Reproduce the material below word for word, keeping every line unchanged.

EXTRACTED INFORMATION:
··········

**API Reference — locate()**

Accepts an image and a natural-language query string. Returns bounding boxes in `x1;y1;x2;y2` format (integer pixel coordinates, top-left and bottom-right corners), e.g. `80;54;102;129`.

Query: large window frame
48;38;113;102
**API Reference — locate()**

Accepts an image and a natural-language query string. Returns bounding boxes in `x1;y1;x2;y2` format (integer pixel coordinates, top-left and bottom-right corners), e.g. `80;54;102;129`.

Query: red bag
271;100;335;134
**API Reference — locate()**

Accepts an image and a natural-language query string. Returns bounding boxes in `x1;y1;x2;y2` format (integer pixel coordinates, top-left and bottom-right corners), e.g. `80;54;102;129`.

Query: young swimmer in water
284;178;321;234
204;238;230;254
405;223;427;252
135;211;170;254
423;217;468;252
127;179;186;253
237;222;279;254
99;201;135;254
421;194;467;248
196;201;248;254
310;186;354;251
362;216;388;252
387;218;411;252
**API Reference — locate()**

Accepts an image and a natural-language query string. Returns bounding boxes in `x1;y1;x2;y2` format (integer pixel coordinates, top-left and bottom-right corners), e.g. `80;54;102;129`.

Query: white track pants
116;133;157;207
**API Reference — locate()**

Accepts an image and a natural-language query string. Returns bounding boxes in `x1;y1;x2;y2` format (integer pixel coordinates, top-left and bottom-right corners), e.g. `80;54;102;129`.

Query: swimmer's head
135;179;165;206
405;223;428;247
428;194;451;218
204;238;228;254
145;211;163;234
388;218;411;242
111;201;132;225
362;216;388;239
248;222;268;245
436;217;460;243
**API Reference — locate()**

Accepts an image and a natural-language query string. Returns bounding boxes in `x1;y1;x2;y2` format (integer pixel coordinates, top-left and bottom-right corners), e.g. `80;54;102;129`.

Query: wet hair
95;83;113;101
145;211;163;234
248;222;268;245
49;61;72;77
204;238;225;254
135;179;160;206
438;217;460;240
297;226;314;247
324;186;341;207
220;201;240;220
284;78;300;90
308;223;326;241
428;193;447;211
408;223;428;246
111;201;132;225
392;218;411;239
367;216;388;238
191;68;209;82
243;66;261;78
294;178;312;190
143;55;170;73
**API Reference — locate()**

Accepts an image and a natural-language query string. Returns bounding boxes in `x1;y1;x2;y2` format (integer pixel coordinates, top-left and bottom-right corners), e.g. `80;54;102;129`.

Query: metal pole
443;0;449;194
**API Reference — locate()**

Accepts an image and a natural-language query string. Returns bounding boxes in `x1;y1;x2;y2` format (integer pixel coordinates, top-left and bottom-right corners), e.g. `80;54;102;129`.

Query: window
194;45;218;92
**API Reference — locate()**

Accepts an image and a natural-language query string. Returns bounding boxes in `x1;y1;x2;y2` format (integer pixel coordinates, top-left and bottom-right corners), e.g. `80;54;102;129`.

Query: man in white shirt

··········

OUTPUT BELOW:
**API Reference — locate()**

Accepts an image and a natural-language query string. Returns bounding boxes in `x1;y1;x2;y2` format (integer pixel coordinates, top-left and bottom-right corners), e.g. `80;54;102;129`.

Query: large window frame
48;38;113;102
**API Reference — locate()**

Accepts an image and a natural-language query string. Returns bounding boxes in `x1;y1;x2;y2` format (integer pixel coordinates, top-left and bottom-right corners), e.g. `80;54;102;129`.

Query: red bag
271;100;335;134
**API Reference — locate()**

Accepts an image and a natural-language query string. Returns bounding boxes in `x1;y1;x2;y2` format (integer pixel coordinates, top-left and bottom-right corners), e.g. `80;54;102;129`.

Query: young swimmer in water
284;178;321;234
204;238;230;254
405;223;427;252
135;211;170;254
423;217;468;252
127;179;186;253
237;222;279;254
99;201;135;254
421;194;467;248
196;201;248;254
310;186;354;251
362;216;388;252
387;218;411;252
**API Reference — locate()**

Accepts an image and a natural-language query string. Returns bounding boxes in `x1;y1;x2;y2` format (integer pixel coordinates, top-left and bottom-right corners), e.g. `80;54;102;129`.

Query: white track pants
116;133;157;207
**API Reference — locate()**

Accepts an image and a natural-language query string. Returns bounding boxes in `x1;y1;x2;y2` format (integer pixel coordinates, top-left and bottom-right corners), e.g. `80;54;102;129`.

Query: swimmer's head
135;179;165;206
405;223;428;247
428;194;451;218
204;238;228;254
145;211;163;234
388;218;411;242
111;201;132;225
362;216;388;239
248;222;268;245
436;217;460;243
**API Reference — locate()**

Accepts an image and a natural-language query string. Returns bounding boxes in `x1;y1;x2;y2` format (integer pixel coordinates, top-left and bottom-right corners), e.g. `80;54;102;129`.

Query: wet hair
95;83;113;101
145;211;163;234
248;222;268;245
49;61;72;77
204;238;225;254
135;179;160;206
438;217;460;240
297;226;314;247
324;186;341;207
220;201;240;220
284;78;300;90
308;223;326;241
428;193;447;211
408;223;428;246
111;201;132;225
392;218;411;239
367;216;388;238
191;68;209;82
243;66;261;78
294;178;312;190
143;55;170;73
**API Reference — locate()**

Accepts an image and a natural-language query string. Returns bounding boxes in `x1;y1;x2;y2` format (integer pixel coordinates, top-left and bottom-right corners), e.g. `80;54;102;129`.

Query: metal pole
443;0;449;194
**API Reference — locate()**

Accepts an image and a natural-language query string. Returns bounding boxes in `x1;y1;x2;y2` format (integer pixel coordinates, top-left and bottom-right corners), e.g. `80;54;102;129`.

Query: window
194;45;218;92
**API Reference — locate()**

Accepts an image and a natural-language query string. Returns bounding boxes in `x1;y1;x2;y2` format (integer pixel coordinates, top-left and bottom-right corners), e.g. `80;54;102;129`.

Query: man in white shirt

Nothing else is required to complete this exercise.